■ What the task asks ■
Give back the full listing exactly as it appears below.

■ Dataset records ■
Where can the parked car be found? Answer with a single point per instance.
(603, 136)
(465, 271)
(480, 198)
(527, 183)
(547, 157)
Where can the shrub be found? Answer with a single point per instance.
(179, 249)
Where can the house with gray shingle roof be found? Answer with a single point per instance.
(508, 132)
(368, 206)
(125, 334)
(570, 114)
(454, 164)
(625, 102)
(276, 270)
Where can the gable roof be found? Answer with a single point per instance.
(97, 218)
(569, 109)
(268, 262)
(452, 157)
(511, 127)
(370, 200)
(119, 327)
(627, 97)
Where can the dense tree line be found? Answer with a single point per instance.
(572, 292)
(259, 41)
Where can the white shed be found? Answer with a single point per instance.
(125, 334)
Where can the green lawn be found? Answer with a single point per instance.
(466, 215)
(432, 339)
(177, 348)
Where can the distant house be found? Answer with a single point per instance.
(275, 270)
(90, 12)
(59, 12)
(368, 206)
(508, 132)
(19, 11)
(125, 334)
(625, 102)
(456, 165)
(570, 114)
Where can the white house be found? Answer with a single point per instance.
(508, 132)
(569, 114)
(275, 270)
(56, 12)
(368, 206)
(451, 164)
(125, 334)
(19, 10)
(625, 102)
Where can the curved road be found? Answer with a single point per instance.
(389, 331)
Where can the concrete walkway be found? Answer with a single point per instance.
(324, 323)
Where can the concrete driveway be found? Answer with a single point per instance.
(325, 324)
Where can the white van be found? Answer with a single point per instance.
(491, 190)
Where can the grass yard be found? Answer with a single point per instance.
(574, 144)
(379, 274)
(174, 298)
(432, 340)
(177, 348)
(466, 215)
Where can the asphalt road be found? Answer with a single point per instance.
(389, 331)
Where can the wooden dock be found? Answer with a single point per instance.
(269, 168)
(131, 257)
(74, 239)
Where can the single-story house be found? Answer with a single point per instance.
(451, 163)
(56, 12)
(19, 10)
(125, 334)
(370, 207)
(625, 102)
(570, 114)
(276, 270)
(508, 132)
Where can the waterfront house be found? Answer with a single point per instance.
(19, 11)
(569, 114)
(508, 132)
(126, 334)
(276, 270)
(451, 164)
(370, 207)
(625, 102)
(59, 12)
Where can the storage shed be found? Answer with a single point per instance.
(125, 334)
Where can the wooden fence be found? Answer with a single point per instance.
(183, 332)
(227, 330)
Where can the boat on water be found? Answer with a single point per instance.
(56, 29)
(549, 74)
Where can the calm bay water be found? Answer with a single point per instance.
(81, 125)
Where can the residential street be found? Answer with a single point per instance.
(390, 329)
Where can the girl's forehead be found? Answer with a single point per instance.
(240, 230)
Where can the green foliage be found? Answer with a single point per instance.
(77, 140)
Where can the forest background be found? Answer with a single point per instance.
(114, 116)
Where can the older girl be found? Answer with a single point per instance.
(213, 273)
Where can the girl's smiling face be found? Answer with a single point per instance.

■ Result below ■
Where can the parked car be found? Answer with a single point per instance.
(603, 136)
(465, 271)
(480, 198)
(527, 183)
(547, 157)
Where can the shrub be found? Answer with a single point per instance.
(179, 249)
Where can the house with gray shingle roof be found? Answer with a single point per instance.
(508, 132)
(368, 206)
(125, 334)
(570, 114)
(454, 164)
(625, 102)
(276, 270)
Where can the gable roof be found? Answer with a single point per instance.
(97, 218)
(569, 109)
(268, 262)
(452, 157)
(511, 127)
(370, 200)
(119, 327)
(627, 97)
Where can the dense tree line be found? Answer with a single point per instance.
(572, 292)
(259, 41)
Where can the white shed be found? Answer with a single point per instance.
(125, 334)
Where can the green lawn be found? Answer with a single point per instance.
(466, 215)
(432, 339)
(177, 348)
Where can the distant house be found? Answer with a single point per instance.
(275, 270)
(90, 12)
(59, 12)
(368, 206)
(508, 132)
(19, 11)
(125, 334)
(625, 102)
(456, 165)
(570, 114)
Where can the white house be found? Answer with a single point per instance.
(508, 132)
(569, 114)
(275, 270)
(56, 12)
(368, 206)
(451, 164)
(125, 334)
(19, 10)
(625, 102)
Where can the curved road be found? Answer with a single point per instance.
(389, 331)
Where can the concrete walkway be found? Answer with a single point per instance.
(324, 323)
Where can the concrete driveway be found? Answer with a single point per instance.
(325, 324)
Where can the white van be found? Answer with a single point per instance.
(491, 190)
Where can the grass yard be found? Answer with a single point per instance.
(574, 144)
(379, 274)
(174, 298)
(432, 340)
(177, 348)
(466, 215)
Where can the asphalt road be found? Answer with a single point per instance.
(389, 331)
Where can the wooden dock be found? Answer with a single point per instance.
(269, 168)
(131, 257)
(74, 239)
Where can the single-story house be found? Answer with a single point per instance.
(451, 163)
(56, 12)
(19, 10)
(125, 334)
(370, 207)
(625, 102)
(570, 114)
(276, 270)
(508, 132)
Where can the waterfront house be found? Answer with a single point per instance.
(19, 11)
(569, 114)
(508, 132)
(126, 334)
(276, 270)
(451, 164)
(370, 207)
(625, 102)
(59, 12)
Where can the storage shed be found? Answer with a single point per instance.
(125, 334)
Where can the wooden fence be found? Answer with a single point per instance.
(183, 332)
(227, 330)
Where can the boat on water be found? Answer with a single point per instance.
(56, 29)
(549, 74)
Where can the calm bay water be found? Answer with a single point per instance.
(81, 125)
Where can the residential street be found? Answer with a single point per instance.
(390, 329)
Where can the girl's forehead be found? Answer with a single point per instance.
(240, 230)
Where can the green foliage be found? Answer with a single point per instance.
(77, 140)
Where can the forest background be found? Answer with a single point per instance.
(114, 116)
Where can the older girl be found? Answer with a single point per instance.
(213, 273)
Where can the girl's smiling face be found? Answer with a single point per instance.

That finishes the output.